-- BEGIN --

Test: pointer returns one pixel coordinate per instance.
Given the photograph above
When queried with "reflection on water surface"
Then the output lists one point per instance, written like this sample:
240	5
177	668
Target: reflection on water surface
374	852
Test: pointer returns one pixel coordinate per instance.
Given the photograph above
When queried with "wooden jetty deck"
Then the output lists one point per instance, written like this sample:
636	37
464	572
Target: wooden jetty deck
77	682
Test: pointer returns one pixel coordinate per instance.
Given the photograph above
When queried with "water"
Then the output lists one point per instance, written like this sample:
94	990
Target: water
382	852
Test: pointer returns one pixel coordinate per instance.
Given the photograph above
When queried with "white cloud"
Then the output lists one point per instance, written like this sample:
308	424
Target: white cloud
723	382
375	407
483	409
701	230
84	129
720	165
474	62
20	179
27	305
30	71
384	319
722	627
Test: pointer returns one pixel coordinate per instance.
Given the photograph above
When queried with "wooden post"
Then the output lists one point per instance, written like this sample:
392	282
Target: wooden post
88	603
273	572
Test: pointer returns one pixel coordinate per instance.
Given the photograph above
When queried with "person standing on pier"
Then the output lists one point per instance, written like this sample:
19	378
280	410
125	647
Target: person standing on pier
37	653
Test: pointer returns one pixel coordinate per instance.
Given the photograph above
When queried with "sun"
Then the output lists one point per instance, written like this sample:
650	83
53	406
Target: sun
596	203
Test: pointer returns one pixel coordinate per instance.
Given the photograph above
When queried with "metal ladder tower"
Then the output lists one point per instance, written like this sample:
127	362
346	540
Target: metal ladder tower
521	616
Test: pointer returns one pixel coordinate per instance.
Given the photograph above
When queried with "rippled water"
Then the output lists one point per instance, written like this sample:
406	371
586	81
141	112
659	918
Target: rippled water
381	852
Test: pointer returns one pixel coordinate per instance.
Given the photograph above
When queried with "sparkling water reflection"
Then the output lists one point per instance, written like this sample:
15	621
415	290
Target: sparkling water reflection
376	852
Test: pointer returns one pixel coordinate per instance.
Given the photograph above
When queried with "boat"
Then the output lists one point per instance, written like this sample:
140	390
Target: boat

-- END --

Identify every line in the entries above that contains the word "with", and copy each of those lines in full.

When queried with "reflection on water surface"
When queried with "wooden jetty deck"
When queried with "water"
When queried with "white cloud"
When queried with "wooden post"
When queried with "person standing on pier"
When queried with "sun"
When queried with "metal ladder tower"
When queried with "rippled water"
When queried with "sparkling water reflection"
When queried with "boat"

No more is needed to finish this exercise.